> Aufgabe:
Gib an, in wie vielen Zeilen der folgenden Daten das Wort „flower“ vorkommt, und nenne nur diese Zahl. Groß- und Kleinschreibung zählt.

── Gegebene Daten ──

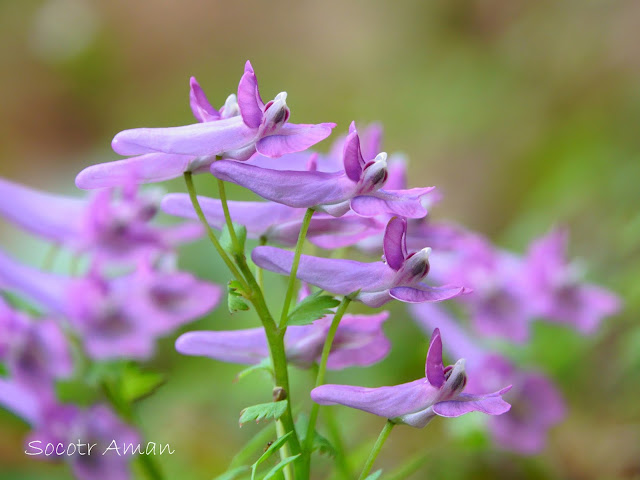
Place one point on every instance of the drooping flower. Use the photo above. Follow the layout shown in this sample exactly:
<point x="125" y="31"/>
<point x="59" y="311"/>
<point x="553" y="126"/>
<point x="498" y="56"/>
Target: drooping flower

───

> Antwort:
2